[Excerpts from a dataset]
● ● ● ● ● ● ●
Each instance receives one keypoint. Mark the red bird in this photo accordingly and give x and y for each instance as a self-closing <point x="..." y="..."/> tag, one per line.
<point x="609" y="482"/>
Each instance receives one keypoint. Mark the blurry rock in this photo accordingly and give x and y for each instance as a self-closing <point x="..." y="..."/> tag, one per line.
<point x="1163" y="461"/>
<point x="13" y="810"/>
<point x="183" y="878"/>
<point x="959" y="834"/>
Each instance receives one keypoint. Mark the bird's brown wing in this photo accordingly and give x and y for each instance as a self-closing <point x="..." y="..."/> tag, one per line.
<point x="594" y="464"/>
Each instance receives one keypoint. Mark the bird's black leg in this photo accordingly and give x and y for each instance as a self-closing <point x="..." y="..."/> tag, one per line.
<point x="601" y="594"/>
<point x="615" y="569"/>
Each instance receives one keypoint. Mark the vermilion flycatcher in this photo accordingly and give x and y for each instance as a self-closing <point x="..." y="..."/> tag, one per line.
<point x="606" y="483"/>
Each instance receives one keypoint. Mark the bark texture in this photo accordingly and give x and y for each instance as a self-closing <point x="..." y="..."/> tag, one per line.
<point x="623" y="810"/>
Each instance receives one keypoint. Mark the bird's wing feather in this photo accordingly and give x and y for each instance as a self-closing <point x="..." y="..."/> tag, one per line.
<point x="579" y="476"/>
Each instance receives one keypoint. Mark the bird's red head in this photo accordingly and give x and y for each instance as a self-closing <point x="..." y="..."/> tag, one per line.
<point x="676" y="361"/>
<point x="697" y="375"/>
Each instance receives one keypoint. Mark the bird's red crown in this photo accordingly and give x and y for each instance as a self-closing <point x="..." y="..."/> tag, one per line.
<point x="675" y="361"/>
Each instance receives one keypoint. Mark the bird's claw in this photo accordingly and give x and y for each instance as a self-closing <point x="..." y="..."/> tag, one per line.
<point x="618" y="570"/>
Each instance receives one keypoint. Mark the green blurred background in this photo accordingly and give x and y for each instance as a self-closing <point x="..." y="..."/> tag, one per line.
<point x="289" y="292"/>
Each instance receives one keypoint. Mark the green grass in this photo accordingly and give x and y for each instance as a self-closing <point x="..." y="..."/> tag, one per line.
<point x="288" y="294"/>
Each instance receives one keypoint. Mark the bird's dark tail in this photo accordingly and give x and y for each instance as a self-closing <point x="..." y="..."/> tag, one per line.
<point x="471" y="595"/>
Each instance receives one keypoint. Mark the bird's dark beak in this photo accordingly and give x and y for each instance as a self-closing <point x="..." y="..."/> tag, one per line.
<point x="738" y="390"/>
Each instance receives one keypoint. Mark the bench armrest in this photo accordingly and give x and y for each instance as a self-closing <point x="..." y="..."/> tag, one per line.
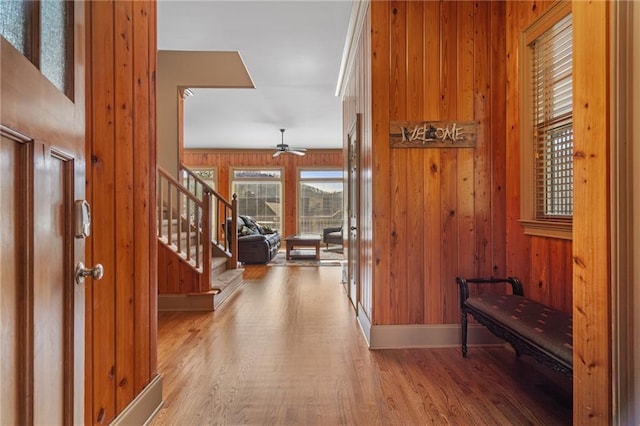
<point x="516" y="285"/>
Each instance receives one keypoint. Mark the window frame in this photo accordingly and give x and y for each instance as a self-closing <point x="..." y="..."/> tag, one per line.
<point x="533" y="225"/>
<point x="300" y="182"/>
<point x="280" y="180"/>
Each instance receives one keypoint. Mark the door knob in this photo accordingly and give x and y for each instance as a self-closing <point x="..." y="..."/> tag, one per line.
<point x="81" y="272"/>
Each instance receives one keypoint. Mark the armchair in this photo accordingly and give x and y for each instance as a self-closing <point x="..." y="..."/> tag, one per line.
<point x="255" y="244"/>
<point x="332" y="235"/>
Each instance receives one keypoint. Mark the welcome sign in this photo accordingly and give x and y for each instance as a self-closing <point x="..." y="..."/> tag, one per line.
<point x="432" y="134"/>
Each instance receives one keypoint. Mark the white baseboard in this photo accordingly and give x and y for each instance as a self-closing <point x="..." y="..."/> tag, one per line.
<point x="186" y="302"/>
<point x="422" y="335"/>
<point x="365" y="324"/>
<point x="144" y="407"/>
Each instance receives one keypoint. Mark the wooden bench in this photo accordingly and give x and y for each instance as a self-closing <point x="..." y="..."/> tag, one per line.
<point x="530" y="327"/>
● ● ● ● ● ● ●
▶ _Exercise prompt_: Each line above is to be copied exactly, and the pictures are to be dropped.

▶ _Solution for this task_:
Each instance receives one keypoint. Mark the red bird in this photo accordingly and give x and y for each instance as a self-closing <point x="..." y="..."/> tag, one per line.
<point x="609" y="482"/>
Each instance receives one keypoint. Mark the blurry rock in this photo accordingly and give x and y for each instance as a self-closing <point x="..." y="..."/> tag, one per line.
<point x="1163" y="461"/>
<point x="13" y="810"/>
<point x="183" y="878"/>
<point x="959" y="834"/>
Each instance receives one keypoint. Mark the bird's brown wing in this photo accordingly and give x and y for each instance as a self-closing <point x="..." y="..."/> tag, one per line.
<point x="594" y="464"/>
Each instance receives one keypoint. Mark the bird's black leg in this photo accordingly and give x and y for each instance as a self-closing <point x="..." y="..."/> tag, one per line.
<point x="601" y="594"/>
<point x="615" y="569"/>
Each instance receives one keypoint. Mark the vermilion flycatcher in this photo accordingly and give x and y for each instance as a self-closing <point x="..." y="..."/> tag, one per line.
<point x="606" y="483"/>
Each instance receives one keypoint. Mark the bark texture in this photo accordingly and give x and y for each instance as a self-closing <point x="..." y="..."/> tag, one per line.
<point x="623" y="810"/>
Each instance receives one keypoint. Mark the bird's wing feather in this photo accordingly and give x and y for each instance as a self-closing <point x="..." y="..."/> tag, one per line.
<point x="579" y="476"/>
Each instance receives one keypoint. Mark the bird's red head in this photo accordingly and give x and y for each instance as a self-closing <point x="..." y="..."/> tag, one per line.
<point x="676" y="361"/>
<point x="697" y="375"/>
Each instance receives one keypoint. Mark the bird's red crown in this photo accordingly and give x and y for each instance as a self-closing <point x="..." y="..."/> tag, one per line.
<point x="675" y="361"/>
Each instance receives one keypoint. Mark the bird's claw in this photo accordingly and give x and y for each instance as a self-closing <point x="..." y="..."/> tag, one per line.
<point x="618" y="570"/>
Each instance receives one keypoint. Mark the green blurred background in this photo accordingly and give x and y for each instance as a self-closing <point x="..." y="..."/> tag, one per line.
<point x="289" y="292"/>
Each instance receives one keypoint. Mark the green grass in this photo accordingly and give x and y for each instance as a self-closing <point x="..." y="..."/> tag, one per line.
<point x="288" y="294"/>
Each instance receives one keypoint. Mark the bird's dark tail in this photo accordingly and give x and y for each instance as a self-closing <point x="..." y="..."/> tag, one per line.
<point x="471" y="595"/>
Each instance receives one keypoint. Mark the bird's dark beak in this photo accordingly and give x and y for each instance as a self-closing <point x="..." y="..."/> tag, one per line.
<point x="738" y="390"/>
Each instance receives one keypoint. Mark the bench armrest in this photo accordingly and give x and y for each instance as a self-closing <point x="..." y="..."/> tag, one per line.
<point x="516" y="285"/>
Each instance receives one keypoint. Mark the window frame in this photo accordingly and give x and y for each instance as a self-closing <point x="..." y="..."/> tag, one per line.
<point x="533" y="225"/>
<point x="300" y="182"/>
<point x="280" y="180"/>
Each instance receives one keypoint. Mark the door knob in this photo accordingly and give x and y for each instance as a self-closing <point x="..." y="..."/> tag, one per line.
<point x="81" y="272"/>
Each instance receives one keypoint. Mark the armchair in this photo accordingly and give x and y for each instance as a self-closing <point x="..." y="..."/> tag, one per line.
<point x="255" y="244"/>
<point x="332" y="235"/>
Each instance receives one keypoint. Mark the welcome sign in this photo accordingly and give x and y for each instance as a self-closing <point x="..." y="..."/> tag, one per line.
<point x="432" y="134"/>
Each instance receives one keypoint. Mark the white baseboard in this photo accordingly and give x and y for each instance as a self-closing <point x="..." y="..."/> tag, one per line.
<point x="186" y="302"/>
<point x="422" y="335"/>
<point x="365" y="324"/>
<point x="144" y="407"/>
Each instance receives one keypoint. Mark the wooden bench in this photo accordingly and give x and y for each instance as a self-closing <point x="..." y="..."/> tag, one per line.
<point x="530" y="327"/>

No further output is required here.